**Prompt**. Each line from the one containing "Task: one point marks each instance of the brown leather" through the end of the records below must be repeated exactly, and no other line.

**Data for review**.
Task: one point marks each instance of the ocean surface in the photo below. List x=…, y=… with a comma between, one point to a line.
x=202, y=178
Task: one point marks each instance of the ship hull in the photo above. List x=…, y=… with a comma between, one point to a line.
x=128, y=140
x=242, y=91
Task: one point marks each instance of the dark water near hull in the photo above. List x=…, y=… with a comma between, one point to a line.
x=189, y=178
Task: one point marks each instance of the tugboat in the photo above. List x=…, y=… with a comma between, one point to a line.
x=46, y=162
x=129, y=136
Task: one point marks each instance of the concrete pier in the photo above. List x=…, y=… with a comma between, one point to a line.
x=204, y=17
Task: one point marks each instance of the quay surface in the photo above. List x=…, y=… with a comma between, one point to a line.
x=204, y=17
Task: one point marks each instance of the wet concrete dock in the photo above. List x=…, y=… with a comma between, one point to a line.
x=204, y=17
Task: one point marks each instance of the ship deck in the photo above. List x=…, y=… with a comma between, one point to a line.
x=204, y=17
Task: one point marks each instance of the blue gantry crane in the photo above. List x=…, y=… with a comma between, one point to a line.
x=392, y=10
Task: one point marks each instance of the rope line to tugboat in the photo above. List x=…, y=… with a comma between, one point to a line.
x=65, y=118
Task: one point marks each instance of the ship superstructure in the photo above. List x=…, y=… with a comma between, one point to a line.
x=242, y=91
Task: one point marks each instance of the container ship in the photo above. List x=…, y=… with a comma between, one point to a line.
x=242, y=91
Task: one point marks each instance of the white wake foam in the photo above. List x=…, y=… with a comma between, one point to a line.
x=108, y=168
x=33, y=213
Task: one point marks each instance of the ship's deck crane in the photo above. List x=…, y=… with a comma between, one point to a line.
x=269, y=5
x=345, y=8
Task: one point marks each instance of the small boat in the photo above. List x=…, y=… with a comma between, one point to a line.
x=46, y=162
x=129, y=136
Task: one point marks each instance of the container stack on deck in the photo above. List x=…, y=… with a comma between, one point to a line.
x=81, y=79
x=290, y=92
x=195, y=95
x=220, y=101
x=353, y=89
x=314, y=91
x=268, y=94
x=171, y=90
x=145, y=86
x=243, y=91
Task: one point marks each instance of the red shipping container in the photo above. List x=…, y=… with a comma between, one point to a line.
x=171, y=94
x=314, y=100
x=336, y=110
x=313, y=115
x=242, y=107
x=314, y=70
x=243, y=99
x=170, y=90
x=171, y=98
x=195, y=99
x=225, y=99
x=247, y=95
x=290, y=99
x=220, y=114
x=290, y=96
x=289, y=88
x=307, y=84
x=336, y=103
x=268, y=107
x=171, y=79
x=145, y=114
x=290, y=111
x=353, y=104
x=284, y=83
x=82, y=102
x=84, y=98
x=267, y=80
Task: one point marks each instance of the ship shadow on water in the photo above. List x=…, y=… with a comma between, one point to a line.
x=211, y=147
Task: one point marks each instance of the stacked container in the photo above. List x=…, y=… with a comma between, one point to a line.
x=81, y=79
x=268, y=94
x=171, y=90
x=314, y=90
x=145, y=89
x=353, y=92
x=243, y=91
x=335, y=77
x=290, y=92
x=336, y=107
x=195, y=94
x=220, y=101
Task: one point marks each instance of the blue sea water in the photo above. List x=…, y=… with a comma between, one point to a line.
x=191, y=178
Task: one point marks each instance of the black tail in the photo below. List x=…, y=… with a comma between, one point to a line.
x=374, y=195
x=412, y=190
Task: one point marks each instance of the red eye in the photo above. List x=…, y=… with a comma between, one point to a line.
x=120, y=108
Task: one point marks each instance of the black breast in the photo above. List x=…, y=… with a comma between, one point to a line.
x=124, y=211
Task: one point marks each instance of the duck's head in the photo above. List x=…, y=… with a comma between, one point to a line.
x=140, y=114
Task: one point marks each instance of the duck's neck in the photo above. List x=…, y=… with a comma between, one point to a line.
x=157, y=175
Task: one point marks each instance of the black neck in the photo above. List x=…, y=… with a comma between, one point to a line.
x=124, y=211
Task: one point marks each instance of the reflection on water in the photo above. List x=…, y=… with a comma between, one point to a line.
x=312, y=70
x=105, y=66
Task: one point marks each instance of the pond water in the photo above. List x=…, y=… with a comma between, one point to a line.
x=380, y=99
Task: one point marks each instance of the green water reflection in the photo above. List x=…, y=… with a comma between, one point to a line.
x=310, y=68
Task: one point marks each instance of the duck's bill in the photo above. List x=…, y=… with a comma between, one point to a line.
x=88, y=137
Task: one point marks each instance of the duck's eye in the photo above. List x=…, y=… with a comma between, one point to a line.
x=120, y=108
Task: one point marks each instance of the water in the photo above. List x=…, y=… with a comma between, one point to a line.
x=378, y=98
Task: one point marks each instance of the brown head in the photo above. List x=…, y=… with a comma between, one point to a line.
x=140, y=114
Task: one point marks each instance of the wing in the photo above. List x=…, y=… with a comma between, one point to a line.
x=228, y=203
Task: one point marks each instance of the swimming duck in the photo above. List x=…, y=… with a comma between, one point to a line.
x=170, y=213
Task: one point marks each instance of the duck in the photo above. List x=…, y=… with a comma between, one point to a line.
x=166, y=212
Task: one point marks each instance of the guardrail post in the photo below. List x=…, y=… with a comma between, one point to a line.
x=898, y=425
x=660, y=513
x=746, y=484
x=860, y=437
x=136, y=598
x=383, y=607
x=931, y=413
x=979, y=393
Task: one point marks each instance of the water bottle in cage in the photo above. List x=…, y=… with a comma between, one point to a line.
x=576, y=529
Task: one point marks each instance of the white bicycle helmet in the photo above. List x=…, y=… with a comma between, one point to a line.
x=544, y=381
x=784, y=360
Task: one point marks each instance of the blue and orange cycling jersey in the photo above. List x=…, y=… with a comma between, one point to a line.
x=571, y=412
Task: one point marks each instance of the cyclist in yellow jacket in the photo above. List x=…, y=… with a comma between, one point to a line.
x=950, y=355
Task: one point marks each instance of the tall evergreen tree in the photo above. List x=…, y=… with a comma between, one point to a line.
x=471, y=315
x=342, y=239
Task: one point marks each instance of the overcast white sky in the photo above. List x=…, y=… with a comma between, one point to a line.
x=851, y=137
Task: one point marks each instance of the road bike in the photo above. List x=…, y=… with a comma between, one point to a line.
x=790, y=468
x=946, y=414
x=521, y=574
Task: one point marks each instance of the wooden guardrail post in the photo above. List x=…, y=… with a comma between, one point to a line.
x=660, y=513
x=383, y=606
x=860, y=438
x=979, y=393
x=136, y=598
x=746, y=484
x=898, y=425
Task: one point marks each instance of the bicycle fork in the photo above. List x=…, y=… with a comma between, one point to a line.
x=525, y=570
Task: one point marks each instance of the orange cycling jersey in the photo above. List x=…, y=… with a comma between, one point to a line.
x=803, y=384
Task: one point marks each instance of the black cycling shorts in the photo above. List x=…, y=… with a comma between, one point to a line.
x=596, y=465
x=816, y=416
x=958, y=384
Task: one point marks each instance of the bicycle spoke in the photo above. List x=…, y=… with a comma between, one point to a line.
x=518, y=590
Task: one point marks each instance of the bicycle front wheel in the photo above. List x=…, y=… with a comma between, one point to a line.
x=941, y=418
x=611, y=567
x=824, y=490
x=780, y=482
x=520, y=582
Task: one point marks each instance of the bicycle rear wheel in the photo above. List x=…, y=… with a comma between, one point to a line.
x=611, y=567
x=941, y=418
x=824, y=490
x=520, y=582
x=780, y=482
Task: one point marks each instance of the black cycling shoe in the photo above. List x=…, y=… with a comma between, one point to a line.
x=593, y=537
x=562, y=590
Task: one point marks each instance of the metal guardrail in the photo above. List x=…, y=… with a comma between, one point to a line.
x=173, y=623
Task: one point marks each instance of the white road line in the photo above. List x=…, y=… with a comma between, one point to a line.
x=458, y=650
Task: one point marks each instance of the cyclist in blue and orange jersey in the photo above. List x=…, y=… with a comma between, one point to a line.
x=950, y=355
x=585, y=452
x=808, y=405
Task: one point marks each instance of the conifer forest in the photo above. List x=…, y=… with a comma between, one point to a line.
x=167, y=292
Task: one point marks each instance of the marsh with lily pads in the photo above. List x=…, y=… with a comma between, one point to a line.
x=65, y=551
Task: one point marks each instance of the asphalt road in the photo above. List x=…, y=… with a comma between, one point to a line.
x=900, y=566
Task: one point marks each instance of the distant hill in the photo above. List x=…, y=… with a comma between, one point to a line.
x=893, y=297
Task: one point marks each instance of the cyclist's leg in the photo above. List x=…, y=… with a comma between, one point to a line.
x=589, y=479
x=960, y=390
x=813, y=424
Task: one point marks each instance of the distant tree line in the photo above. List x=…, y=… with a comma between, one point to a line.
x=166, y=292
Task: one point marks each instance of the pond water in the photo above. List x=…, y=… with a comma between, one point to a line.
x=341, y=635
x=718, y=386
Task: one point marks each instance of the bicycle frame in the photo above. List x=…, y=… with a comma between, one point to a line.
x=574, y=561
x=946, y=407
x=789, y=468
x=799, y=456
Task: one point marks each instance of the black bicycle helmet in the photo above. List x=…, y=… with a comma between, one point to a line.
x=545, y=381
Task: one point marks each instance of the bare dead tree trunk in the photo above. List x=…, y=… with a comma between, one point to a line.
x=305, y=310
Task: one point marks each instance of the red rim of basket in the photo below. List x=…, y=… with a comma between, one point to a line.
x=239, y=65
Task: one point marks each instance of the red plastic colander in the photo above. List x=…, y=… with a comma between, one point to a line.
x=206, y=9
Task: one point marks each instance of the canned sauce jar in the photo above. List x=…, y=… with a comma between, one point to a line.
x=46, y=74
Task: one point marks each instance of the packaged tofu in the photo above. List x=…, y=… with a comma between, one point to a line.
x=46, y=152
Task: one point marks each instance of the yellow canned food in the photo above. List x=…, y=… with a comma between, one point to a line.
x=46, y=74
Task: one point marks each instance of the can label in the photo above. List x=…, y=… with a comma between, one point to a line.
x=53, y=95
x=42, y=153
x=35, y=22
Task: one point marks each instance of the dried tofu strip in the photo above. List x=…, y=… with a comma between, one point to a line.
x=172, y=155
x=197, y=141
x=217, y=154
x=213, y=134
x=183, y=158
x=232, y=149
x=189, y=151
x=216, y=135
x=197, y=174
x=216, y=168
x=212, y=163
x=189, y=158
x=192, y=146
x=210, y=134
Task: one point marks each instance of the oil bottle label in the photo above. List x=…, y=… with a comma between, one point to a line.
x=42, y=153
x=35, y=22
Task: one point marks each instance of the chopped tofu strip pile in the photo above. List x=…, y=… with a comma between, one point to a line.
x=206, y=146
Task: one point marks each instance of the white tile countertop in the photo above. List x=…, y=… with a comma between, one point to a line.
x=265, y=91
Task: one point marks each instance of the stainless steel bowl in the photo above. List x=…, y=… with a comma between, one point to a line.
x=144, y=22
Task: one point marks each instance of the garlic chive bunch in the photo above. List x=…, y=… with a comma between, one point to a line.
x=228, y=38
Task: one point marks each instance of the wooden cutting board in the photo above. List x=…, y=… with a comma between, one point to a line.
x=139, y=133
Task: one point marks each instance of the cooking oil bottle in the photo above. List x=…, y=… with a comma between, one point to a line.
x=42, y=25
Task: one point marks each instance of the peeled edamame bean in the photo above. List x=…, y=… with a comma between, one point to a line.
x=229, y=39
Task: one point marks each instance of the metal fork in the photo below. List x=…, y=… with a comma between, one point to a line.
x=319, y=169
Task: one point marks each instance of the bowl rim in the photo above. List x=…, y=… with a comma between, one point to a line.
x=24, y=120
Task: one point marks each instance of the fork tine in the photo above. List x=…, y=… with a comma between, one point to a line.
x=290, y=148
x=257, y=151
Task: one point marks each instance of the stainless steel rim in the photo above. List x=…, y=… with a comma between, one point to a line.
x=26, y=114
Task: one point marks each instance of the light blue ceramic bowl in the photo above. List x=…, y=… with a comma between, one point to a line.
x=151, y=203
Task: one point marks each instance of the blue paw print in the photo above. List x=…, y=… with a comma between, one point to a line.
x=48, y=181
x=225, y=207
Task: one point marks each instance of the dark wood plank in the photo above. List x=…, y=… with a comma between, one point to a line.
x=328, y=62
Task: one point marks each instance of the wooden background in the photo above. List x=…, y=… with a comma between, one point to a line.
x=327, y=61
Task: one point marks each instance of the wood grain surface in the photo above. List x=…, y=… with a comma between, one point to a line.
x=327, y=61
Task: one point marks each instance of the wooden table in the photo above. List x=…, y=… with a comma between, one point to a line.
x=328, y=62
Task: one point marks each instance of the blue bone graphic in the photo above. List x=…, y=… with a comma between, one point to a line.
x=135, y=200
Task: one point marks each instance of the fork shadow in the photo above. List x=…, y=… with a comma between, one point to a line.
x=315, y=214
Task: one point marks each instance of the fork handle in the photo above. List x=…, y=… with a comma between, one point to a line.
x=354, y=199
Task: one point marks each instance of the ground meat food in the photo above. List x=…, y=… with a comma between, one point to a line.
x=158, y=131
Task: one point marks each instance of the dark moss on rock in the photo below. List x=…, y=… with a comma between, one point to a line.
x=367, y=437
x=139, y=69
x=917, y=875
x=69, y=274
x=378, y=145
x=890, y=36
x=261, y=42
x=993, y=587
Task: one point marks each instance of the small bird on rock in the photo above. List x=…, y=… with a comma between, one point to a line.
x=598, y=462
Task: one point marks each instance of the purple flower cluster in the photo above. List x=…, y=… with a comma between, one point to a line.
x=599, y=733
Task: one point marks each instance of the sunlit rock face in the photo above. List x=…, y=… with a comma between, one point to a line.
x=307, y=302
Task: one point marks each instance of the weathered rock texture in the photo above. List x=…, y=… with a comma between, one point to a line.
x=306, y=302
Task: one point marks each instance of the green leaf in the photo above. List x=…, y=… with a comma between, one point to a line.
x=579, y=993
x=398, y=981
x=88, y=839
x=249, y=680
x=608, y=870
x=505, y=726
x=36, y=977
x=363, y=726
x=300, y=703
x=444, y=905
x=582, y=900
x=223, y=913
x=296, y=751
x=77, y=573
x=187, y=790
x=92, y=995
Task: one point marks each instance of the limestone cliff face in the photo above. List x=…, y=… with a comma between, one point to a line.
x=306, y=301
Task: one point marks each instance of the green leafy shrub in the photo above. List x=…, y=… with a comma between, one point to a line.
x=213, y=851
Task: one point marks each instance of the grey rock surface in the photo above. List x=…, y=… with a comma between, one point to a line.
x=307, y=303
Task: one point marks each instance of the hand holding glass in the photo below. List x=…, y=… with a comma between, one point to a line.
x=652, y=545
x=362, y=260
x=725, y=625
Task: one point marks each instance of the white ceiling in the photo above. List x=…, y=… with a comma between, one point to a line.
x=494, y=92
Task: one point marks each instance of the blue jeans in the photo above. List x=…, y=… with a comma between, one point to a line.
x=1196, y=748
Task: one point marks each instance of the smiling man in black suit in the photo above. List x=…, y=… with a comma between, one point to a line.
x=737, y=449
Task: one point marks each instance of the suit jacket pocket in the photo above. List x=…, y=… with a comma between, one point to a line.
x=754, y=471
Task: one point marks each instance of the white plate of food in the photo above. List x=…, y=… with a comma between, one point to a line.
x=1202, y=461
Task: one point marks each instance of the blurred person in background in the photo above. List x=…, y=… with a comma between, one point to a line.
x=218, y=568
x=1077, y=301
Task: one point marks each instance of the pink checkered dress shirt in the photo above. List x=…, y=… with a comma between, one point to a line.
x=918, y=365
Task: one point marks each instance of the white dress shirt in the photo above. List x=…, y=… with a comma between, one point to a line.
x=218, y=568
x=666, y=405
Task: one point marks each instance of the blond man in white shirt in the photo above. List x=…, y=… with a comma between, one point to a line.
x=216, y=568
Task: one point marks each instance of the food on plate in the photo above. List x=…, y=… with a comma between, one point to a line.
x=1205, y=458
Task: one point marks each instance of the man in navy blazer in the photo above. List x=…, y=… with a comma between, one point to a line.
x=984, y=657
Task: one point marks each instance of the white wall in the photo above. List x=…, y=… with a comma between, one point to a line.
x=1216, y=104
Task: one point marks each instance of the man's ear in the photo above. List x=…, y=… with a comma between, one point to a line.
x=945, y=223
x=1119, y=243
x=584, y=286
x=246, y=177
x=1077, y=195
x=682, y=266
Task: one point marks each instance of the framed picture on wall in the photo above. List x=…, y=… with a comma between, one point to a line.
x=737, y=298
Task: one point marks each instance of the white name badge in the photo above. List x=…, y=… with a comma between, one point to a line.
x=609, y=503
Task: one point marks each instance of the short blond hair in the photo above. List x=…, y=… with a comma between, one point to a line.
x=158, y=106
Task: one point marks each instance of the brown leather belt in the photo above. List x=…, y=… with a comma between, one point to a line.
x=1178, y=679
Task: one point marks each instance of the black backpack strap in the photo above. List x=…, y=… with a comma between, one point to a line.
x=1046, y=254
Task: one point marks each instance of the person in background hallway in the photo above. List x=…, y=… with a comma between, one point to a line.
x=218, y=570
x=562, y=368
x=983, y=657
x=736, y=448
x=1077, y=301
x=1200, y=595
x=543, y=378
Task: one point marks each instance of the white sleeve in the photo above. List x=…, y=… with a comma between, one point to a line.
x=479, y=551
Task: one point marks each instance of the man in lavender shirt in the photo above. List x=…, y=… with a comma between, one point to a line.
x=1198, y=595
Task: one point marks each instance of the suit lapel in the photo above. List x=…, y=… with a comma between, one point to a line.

**Problem solution**.
Task: one point marks each instance of the brown leather belt in the photo above. List x=…, y=… with a comma between, one point to a line.
x=1178, y=679
Task: one point marks each instance of the black backpack strap in the photo above. List x=…, y=… with a comma between, one point to a line.
x=1046, y=254
Task: one point marks each instance of the person in background hallway in the photo above. List x=…, y=… with a comma between, one point to a line.
x=218, y=570
x=562, y=368
x=983, y=657
x=736, y=448
x=1077, y=301
x=1200, y=595
x=543, y=378
Task: one point marks each instance of the white sleeve in the photo above. List x=…, y=… with a comma between, one point to a line.
x=479, y=551
Task: one point marks each instance of the man in lavender shirt in the photo above. List x=…, y=… with a comma between, one point to a line.
x=1198, y=595
Task: one point marks each instance of the suit lapel in the photo above. List x=…, y=… with a comma between, one point to a line.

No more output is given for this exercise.